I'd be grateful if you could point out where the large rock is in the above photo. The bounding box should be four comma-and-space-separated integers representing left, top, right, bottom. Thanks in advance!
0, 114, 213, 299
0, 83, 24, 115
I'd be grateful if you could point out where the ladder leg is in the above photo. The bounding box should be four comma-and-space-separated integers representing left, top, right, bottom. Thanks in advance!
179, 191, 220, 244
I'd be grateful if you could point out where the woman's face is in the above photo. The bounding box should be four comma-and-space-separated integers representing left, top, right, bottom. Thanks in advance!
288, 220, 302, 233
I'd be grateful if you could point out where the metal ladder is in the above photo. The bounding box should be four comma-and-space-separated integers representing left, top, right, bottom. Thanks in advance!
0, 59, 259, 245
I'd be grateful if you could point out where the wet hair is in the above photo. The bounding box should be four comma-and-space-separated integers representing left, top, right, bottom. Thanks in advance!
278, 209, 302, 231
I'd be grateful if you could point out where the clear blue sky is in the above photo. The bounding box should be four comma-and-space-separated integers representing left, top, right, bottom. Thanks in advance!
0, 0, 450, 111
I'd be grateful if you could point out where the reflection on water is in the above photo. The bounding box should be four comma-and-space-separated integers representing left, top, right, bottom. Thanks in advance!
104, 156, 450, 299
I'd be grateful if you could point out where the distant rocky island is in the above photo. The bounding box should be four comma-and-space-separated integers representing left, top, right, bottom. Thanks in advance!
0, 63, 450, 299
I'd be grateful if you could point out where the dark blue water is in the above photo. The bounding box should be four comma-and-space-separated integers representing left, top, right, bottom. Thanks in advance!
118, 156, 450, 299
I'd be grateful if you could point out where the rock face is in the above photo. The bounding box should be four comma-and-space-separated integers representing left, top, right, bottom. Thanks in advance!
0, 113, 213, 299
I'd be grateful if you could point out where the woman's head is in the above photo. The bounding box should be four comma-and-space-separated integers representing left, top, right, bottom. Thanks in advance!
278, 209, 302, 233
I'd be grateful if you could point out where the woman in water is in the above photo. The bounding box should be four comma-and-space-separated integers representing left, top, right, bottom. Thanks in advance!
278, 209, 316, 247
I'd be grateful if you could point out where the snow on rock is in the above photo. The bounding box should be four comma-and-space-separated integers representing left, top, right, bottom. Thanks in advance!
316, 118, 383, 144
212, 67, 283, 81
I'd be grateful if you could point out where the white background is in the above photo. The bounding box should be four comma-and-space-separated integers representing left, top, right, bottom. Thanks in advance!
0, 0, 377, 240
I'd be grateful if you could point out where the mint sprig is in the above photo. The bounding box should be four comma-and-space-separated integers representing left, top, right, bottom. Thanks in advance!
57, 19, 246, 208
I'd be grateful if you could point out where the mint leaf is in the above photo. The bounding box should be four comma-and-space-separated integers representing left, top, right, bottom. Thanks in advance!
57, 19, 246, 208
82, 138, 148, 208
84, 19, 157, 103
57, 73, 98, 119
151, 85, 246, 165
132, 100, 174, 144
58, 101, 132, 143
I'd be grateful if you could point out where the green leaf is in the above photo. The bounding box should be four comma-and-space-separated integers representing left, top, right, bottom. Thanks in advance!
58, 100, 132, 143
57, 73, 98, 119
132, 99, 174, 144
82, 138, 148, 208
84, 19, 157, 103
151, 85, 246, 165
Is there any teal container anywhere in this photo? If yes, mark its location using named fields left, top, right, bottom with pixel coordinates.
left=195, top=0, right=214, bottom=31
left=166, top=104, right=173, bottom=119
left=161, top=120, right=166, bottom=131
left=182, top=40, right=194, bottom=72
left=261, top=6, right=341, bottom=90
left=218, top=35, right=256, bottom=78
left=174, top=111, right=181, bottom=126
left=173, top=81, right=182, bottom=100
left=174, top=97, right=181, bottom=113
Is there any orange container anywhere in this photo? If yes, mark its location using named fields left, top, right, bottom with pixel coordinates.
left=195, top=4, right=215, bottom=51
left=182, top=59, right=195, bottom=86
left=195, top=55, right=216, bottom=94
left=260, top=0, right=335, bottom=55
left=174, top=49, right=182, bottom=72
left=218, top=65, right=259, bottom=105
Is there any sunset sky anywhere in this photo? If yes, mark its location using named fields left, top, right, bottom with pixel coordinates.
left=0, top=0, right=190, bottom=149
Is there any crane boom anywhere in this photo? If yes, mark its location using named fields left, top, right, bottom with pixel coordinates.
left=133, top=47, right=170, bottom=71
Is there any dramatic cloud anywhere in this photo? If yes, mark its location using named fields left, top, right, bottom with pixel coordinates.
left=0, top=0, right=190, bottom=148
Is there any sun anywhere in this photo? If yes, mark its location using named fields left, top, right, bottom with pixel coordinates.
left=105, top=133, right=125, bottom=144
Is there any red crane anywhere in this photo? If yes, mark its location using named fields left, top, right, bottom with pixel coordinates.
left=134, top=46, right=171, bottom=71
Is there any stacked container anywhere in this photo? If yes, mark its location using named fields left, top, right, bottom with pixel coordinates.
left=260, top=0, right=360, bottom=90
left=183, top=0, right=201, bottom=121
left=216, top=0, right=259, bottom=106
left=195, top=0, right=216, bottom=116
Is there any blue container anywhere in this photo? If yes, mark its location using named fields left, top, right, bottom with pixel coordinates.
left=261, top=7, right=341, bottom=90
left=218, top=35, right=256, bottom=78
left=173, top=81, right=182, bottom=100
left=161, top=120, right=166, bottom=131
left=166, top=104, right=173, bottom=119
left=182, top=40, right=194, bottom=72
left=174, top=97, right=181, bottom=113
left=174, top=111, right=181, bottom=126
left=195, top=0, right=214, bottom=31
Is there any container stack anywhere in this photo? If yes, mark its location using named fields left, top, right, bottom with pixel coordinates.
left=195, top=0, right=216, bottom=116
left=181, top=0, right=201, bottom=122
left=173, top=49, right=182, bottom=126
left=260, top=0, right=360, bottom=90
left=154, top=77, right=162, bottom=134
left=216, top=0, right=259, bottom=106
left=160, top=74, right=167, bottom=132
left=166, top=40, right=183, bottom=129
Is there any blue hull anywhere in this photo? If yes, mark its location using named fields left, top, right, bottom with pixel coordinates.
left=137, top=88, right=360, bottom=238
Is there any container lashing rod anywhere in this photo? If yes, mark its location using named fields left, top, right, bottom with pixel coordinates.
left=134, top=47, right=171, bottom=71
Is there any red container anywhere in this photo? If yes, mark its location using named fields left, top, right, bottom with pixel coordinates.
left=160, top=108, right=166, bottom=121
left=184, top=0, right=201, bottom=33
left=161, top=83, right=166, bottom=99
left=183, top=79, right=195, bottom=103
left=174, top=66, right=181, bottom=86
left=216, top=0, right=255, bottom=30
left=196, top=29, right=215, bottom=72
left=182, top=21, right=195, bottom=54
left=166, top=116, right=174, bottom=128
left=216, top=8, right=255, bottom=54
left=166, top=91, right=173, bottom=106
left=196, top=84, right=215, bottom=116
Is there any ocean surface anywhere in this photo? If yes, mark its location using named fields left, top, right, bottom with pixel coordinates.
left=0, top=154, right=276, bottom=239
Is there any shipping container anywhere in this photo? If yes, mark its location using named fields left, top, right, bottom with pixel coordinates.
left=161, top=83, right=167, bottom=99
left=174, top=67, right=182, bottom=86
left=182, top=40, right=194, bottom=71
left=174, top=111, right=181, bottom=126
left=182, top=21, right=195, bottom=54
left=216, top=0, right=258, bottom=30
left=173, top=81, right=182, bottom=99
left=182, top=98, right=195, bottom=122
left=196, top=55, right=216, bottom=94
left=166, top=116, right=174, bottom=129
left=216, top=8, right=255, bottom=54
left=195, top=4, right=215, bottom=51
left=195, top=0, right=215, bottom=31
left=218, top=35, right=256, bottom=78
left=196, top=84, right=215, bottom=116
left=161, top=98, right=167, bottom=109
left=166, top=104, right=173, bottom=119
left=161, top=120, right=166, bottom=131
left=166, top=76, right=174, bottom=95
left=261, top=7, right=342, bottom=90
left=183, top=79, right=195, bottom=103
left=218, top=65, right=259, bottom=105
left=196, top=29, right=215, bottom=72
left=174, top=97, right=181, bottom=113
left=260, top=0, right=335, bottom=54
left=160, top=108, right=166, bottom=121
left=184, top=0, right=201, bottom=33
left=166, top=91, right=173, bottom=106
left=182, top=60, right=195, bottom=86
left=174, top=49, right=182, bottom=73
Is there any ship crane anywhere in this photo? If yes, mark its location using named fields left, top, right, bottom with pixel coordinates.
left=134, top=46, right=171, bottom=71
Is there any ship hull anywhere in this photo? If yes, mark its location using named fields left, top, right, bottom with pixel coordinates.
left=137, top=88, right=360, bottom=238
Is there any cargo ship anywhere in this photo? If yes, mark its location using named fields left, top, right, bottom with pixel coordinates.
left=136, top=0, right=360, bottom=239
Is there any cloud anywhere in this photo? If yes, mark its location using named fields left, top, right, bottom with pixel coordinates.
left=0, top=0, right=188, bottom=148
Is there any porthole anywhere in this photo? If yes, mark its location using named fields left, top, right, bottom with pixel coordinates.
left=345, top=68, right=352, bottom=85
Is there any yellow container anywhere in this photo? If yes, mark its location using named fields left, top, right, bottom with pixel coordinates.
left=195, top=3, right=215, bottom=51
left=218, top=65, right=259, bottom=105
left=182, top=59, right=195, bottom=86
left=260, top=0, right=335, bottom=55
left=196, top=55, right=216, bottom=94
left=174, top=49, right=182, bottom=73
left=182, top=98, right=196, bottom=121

···

§ **TASK PROMPT**
Can you recast the items above as a Markdown table with the columns "Row" and "Text", giving each line its own numbered row and leaving out blank lines? Begin at the line that contains "I'd be grateful if you could point out where the reflection" and stop after the line that contains "0, 0, 377, 240".

§ **WRITTEN REPLY**
| Row | Text |
|---|---|
| 1 | I'd be grateful if you could point out where the reflection on water is in the above photo. The bounding box should be four comma-and-space-separated integers representing left, top, right, bottom. Thanks in advance! |
| 2 | 104, 156, 450, 299 |
| 3 | I'd be grateful if you could point out where the distant rocky island is in the above photo. The bounding box should be four comma-and-space-separated integers representing left, top, right, bottom. Thanks in advance! |
| 4 | 0, 63, 450, 299 |
| 5 | I'd be grateful if you could point out where the dark blue water is in the above photo. The bounding box should be four comma-and-space-separated integers representing left, top, right, bottom. Thanks in advance! |
| 6 | 118, 156, 450, 299 |
| 7 | I'd be grateful if you could point out where the rock face is in the above photo. The bounding box should be four comma-and-space-separated integers representing left, top, right, bottom. Thanks in advance! |
| 8 | 0, 113, 213, 299 |
| 9 | I'd be grateful if you could point out where the woman's head is in the above photo. The bounding box should be four comma-and-space-separated integers representing left, top, right, bottom. Thanks in advance! |
| 10 | 278, 209, 302, 233 |
| 11 | I'd be grateful if you could point out where the woman in water is in the above photo. The bounding box should be four comma-and-space-separated integers representing left, top, right, bottom. Thanks in advance! |
| 12 | 278, 209, 316, 247 |
| 13 | I'd be grateful if you could point out where the snow on rock is in the above photo. The bounding box should be four comma-and-space-separated integers representing left, top, right, bottom. Thanks in advance! |
| 14 | 316, 118, 383, 144 |
| 15 | 212, 67, 283, 81 |
| 16 | I'd be grateful if you could point out where the white background is in the above photo. The bounding box should be four comma-and-space-separated integers representing left, top, right, bottom. Thanks in advance! |
| 17 | 0, 0, 377, 240 |